*Provided passage*
TEN REASONS WHY BEING A DEATH METAL FAN CAN SUCK

by Jason Sorens

10. As you walk down the street softly growling along to the tune of "Corporeal Jigsore Quandary" dancing in your head, the people in front of you turn around and give you odd looks.

9. Your parents accuse you of giving your little sisters nightmares.

8. You occasionally break out into a cold sweat when the image of the cover art on Hypocrisy's latest album leaps into your mind unbidden.

7. You can get arrested for wearing your favorite t-shirts.

6. Two words: brain aneurysm.

5. Intimate knowledge of complex medical jargon does little good when you're studying for law-school midterms.

4. You frighten your girlfriends.

3. Your throat is always hoarse.

2. Your milque-faced roommates think you are Satan incarnate.

*Work instructions*
a) In the death metal list, what song is playing in the walker's head?
b) Transcribe the part of the death metal list starting at "5. Intimate knowledge" and ending at "is always hoarse.".
c) Pick up the list of reasons why being a death metal fan can suck where it stops, and write what comes next.

Images for object localization
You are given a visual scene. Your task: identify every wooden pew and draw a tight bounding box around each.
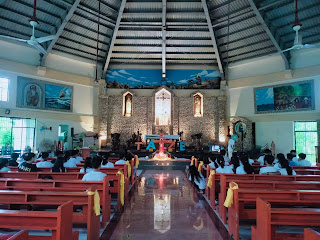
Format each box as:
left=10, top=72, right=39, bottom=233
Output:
left=0, top=176, right=111, bottom=226
left=304, top=228, right=320, bottom=240
left=251, top=198, right=320, bottom=240
left=228, top=189, right=320, bottom=240
left=0, top=231, right=28, bottom=240
left=0, top=186, right=100, bottom=240
left=219, top=175, right=320, bottom=224
left=0, top=201, right=79, bottom=240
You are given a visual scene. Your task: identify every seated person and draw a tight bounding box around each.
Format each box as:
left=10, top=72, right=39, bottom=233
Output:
left=189, top=165, right=206, bottom=191
left=82, top=157, right=107, bottom=182
left=8, top=153, right=19, bottom=167
left=287, top=153, right=298, bottom=167
left=51, top=157, right=66, bottom=172
left=80, top=157, right=93, bottom=173
left=298, top=153, right=311, bottom=167
left=279, top=158, right=297, bottom=175
left=36, top=152, right=53, bottom=168
left=101, top=156, right=114, bottom=168
left=18, top=153, right=39, bottom=172
left=216, top=155, right=234, bottom=174
left=0, top=158, right=11, bottom=172
left=259, top=155, right=278, bottom=175
left=63, top=151, right=77, bottom=168
left=257, top=149, right=272, bottom=165
left=236, top=154, right=254, bottom=174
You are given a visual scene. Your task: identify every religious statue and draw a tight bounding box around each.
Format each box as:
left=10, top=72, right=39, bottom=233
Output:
left=194, top=95, right=202, bottom=117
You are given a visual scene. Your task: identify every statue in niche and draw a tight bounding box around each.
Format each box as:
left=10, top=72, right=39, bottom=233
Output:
left=193, top=94, right=202, bottom=117
left=124, top=93, right=132, bottom=117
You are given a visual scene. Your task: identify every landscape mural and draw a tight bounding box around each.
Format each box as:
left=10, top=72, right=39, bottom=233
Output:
left=106, top=69, right=221, bottom=89
left=254, top=80, right=314, bottom=113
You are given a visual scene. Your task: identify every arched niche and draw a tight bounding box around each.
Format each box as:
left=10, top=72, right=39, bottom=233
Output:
left=155, top=88, right=172, bottom=126
left=122, top=91, right=133, bottom=117
left=193, top=92, right=203, bottom=117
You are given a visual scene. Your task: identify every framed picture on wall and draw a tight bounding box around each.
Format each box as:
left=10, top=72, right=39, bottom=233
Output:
left=44, top=83, right=73, bottom=111
left=17, top=76, right=73, bottom=112
left=254, top=80, right=315, bottom=114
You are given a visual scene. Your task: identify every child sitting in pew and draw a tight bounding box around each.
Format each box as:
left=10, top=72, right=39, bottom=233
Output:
left=259, top=155, right=278, bottom=175
left=36, top=152, right=53, bottom=168
left=216, top=156, right=233, bottom=174
left=80, top=157, right=93, bottom=173
left=236, top=153, right=254, bottom=174
left=18, top=153, right=39, bottom=172
left=189, top=165, right=206, bottom=191
left=298, top=153, right=311, bottom=167
left=51, top=157, right=66, bottom=172
left=82, top=157, right=107, bottom=182
left=0, top=158, right=11, bottom=172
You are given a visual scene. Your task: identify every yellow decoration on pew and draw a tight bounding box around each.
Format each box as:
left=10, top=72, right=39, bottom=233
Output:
left=190, top=156, right=194, bottom=166
left=126, top=161, right=131, bottom=177
left=134, top=155, right=140, bottom=169
left=207, top=170, right=216, bottom=188
left=198, top=161, right=203, bottom=172
left=223, top=182, right=239, bottom=207
left=117, top=171, right=124, bottom=206
left=88, top=191, right=100, bottom=216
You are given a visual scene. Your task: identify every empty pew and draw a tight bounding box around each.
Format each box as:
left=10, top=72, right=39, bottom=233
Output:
left=251, top=198, right=320, bottom=240
left=0, top=201, right=79, bottom=240
left=304, top=228, right=320, bottom=240
left=228, top=189, right=320, bottom=240
left=0, top=231, right=28, bottom=240
left=219, top=175, right=320, bottom=223
left=0, top=176, right=111, bottom=226
left=0, top=186, right=100, bottom=240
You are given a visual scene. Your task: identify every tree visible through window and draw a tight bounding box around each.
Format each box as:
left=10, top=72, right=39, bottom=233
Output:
left=294, top=121, right=318, bottom=164
left=0, top=78, right=9, bottom=102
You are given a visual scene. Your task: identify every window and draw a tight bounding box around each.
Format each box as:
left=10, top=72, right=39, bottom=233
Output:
left=0, top=78, right=9, bottom=102
left=294, top=121, right=318, bottom=165
left=0, top=117, right=36, bottom=152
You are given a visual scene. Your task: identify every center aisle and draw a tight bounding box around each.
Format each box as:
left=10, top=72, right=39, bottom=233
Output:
left=101, top=170, right=228, bottom=240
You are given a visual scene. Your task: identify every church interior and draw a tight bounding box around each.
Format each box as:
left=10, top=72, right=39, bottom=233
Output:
left=0, top=0, right=320, bottom=240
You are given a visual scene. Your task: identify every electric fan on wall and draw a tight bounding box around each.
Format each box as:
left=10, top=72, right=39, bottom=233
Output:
left=0, top=0, right=56, bottom=54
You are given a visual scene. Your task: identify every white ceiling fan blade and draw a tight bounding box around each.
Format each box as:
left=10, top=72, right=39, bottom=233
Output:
left=0, top=35, right=29, bottom=42
left=36, top=35, right=56, bottom=43
left=31, top=43, right=47, bottom=55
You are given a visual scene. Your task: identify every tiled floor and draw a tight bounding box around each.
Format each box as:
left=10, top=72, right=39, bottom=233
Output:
left=101, top=170, right=228, bottom=240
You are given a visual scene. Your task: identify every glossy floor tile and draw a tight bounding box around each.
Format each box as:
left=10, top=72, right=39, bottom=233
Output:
left=101, top=170, right=227, bottom=240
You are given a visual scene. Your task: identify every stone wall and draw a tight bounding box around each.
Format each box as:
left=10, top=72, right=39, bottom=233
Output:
left=99, top=87, right=226, bottom=144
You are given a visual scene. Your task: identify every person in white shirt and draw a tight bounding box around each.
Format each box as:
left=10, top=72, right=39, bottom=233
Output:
left=82, top=157, right=107, bottom=182
left=189, top=165, right=206, bottom=191
left=101, top=157, right=114, bottom=168
left=80, top=157, right=93, bottom=173
left=236, top=154, right=254, bottom=174
left=0, top=159, right=11, bottom=172
left=279, top=158, right=297, bottom=175
left=227, top=135, right=235, bottom=159
left=257, top=149, right=272, bottom=165
left=36, top=152, right=53, bottom=168
left=298, top=153, right=311, bottom=167
left=259, top=155, right=278, bottom=175
left=216, top=156, right=234, bottom=174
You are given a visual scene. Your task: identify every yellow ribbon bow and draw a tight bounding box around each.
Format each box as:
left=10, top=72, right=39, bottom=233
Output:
left=190, top=156, right=194, bottom=166
left=207, top=170, right=216, bottom=188
left=117, top=171, right=124, bottom=206
left=88, top=191, right=100, bottom=216
left=223, top=182, right=239, bottom=207
left=198, top=161, right=203, bottom=172
left=126, top=161, right=131, bottom=177
left=134, top=155, right=140, bottom=169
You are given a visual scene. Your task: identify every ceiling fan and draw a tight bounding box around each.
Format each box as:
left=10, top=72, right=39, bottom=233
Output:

*Solved tasks*
a) "Corporeal Jigsore Quandary"

b)
5. Intimate knowledge of complex medical jargon does little good when you're studying for law-school midterms.

4. You frighten your girlfriends.

3. Your throat is always hoarse.

c)
1. Your favorite bands are always selling out.

TEN RELATED REASONS WHY BEING A DEATH METAL FAN CAN SUCK

by Neil St.Lareunt

10. When somebody coughs or mumbles on the street you immediately assume they are singing their favorite death metal song and thus walk up to them and ask them what song it is, and then get strange looks.

9. Now that you'd probably enjoy them, nothing gives you nightmares anymore.

8. Hypocrisy's chicken shaped CD doesn't make you hungry, yet Cannibal Corpse's lyrics do.

7. You never get good comments about your T-Shirt because most people are too afraid to look at it closely.

6. Many words: Fat guy in mosh pith.

5. As a layer you cite death metal lyrics to defend your murdering, cannibalistic client.

4. Would you sleep with somebody who thinks mutilation is cool?

3. Since it's still a young genre you're unsure of the long term affects on your throat.

2. Satan wishes to recruit you.

1. You own a book entitled "101 Ways to Pretend You Never Liked A Band"


Tracks Of Creation Issue #9 (February / March 1997)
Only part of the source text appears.